##### SUPPLIED ENTRIES #####
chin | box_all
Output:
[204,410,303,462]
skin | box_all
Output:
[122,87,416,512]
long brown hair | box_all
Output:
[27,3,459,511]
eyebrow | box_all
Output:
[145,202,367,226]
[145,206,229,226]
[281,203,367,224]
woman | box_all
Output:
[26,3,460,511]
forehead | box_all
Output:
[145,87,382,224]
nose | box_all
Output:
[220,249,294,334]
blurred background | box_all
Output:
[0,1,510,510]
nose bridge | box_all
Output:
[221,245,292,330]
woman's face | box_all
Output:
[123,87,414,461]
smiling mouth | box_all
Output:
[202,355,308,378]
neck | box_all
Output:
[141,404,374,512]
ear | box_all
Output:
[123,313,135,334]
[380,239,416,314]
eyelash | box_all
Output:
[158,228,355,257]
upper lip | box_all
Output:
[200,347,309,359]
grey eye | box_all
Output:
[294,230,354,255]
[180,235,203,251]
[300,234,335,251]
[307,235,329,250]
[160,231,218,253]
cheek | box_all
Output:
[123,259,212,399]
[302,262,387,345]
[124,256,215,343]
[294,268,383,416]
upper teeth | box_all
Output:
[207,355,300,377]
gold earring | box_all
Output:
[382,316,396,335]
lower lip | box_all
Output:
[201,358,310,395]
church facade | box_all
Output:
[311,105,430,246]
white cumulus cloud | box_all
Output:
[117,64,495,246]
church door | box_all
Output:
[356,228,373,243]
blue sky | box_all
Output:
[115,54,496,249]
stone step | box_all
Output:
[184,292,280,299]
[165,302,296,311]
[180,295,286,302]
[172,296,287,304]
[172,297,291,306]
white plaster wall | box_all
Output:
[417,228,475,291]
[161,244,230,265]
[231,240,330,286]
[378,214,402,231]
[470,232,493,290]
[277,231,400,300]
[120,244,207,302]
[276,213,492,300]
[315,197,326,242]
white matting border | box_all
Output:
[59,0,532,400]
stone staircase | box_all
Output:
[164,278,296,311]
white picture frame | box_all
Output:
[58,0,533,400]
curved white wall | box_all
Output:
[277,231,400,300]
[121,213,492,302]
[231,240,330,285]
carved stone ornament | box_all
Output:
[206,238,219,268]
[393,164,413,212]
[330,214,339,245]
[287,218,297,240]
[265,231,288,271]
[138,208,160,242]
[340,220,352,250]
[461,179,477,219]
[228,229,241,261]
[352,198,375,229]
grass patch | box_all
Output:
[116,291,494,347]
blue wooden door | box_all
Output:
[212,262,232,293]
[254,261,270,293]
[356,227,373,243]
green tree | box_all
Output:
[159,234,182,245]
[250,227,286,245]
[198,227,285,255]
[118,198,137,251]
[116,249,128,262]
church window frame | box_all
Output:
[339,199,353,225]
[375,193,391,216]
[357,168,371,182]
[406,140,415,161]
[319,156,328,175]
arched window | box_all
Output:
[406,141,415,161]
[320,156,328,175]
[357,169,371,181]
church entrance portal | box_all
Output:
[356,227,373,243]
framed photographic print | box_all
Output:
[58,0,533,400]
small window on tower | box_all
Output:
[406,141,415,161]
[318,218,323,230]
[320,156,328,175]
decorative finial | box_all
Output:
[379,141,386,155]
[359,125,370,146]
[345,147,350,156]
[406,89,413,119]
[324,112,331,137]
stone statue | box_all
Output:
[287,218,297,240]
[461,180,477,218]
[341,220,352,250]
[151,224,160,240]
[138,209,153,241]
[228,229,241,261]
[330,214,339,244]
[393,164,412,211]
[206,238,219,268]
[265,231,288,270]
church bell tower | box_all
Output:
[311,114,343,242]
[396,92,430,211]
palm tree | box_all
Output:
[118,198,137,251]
#####
##### SUPPLIED ENTRIES #####
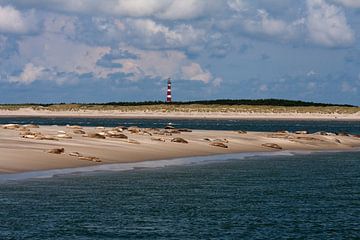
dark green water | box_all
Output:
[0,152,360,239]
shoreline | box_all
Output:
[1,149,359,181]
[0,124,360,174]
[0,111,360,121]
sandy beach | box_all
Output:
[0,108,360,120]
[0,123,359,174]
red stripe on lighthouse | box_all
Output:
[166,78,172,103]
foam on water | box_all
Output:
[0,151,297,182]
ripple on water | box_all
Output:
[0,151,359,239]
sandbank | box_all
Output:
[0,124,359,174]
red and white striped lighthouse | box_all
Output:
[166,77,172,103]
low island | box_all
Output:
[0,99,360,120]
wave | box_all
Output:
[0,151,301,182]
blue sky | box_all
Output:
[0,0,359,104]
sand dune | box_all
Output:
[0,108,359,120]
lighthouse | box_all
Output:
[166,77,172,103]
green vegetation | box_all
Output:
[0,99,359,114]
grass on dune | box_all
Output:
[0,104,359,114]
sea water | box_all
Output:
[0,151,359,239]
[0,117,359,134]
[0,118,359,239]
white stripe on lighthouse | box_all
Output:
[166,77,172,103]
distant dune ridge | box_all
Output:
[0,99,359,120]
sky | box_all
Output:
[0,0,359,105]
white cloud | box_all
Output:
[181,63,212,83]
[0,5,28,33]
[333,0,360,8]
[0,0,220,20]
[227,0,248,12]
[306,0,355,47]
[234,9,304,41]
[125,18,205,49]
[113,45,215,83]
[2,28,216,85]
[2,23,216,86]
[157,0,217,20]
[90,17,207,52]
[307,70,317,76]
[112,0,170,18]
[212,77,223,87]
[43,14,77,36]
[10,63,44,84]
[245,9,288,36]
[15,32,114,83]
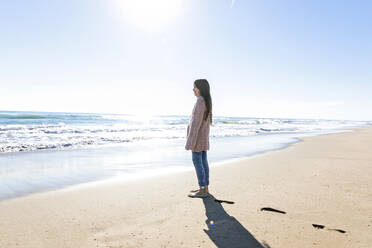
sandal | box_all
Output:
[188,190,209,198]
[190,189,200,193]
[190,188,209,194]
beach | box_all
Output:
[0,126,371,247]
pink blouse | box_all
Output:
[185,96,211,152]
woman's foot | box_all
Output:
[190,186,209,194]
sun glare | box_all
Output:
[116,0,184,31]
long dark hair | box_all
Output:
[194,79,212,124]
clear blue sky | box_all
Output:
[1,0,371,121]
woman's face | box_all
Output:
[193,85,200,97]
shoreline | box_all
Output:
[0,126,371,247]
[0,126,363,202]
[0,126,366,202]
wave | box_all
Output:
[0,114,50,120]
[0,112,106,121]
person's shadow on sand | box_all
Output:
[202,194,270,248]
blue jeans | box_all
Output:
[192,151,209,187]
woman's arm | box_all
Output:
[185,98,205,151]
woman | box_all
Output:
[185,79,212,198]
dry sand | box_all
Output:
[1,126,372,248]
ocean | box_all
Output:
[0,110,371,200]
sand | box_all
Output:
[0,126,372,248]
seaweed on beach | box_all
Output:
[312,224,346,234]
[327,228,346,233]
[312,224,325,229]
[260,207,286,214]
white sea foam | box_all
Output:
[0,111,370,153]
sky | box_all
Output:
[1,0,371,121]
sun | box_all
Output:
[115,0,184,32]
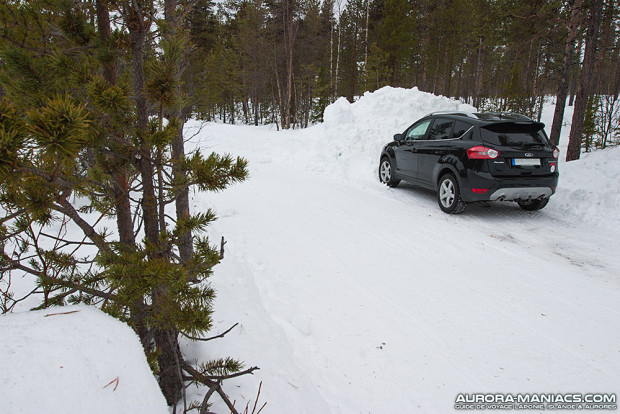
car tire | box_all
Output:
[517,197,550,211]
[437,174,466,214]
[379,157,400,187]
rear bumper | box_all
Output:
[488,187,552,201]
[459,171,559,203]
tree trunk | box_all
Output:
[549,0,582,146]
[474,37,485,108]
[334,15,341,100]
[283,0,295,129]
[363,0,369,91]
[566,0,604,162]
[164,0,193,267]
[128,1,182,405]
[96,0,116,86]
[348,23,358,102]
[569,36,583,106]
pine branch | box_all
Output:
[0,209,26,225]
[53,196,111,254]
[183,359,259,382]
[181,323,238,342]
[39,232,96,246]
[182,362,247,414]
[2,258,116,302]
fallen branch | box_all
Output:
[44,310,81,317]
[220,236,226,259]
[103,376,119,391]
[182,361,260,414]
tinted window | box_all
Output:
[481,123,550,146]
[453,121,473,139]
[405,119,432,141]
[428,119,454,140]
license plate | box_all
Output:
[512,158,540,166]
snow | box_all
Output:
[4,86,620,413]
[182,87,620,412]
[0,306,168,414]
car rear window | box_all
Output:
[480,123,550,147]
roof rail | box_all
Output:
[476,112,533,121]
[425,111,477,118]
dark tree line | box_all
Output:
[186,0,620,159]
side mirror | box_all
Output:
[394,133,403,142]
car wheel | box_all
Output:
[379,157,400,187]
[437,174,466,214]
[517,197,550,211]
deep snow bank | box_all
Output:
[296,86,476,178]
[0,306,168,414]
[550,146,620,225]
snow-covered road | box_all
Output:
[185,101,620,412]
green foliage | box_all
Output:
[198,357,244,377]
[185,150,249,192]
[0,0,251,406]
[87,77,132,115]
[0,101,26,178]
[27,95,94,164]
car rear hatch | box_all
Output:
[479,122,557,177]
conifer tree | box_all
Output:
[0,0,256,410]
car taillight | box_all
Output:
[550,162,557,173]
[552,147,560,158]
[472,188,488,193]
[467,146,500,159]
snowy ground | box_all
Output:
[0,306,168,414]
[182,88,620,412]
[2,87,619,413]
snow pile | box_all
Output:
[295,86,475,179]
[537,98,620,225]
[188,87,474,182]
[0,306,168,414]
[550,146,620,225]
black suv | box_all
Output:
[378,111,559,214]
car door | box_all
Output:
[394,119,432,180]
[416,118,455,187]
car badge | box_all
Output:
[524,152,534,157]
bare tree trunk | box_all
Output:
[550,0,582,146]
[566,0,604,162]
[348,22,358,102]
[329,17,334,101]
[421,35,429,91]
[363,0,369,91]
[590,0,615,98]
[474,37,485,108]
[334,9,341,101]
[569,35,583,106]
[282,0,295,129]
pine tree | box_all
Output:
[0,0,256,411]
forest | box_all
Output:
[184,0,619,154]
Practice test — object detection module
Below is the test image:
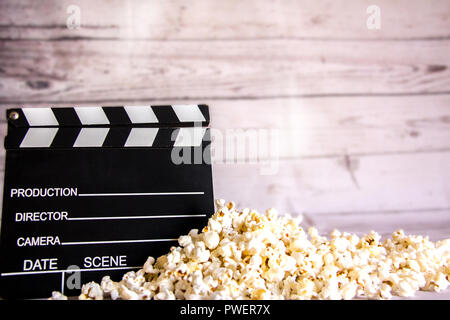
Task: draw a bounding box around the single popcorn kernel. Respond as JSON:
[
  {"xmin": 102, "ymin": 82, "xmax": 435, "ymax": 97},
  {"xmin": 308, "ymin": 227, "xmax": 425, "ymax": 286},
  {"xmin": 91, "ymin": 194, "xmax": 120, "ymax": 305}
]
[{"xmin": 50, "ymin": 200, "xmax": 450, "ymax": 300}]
#####
**WHAT THE EXERCISE ASKS:**
List all lines from the entries that include the word "grass".

**ANSWER SECTION:**
grass patch | box_all
grass on dune | box_all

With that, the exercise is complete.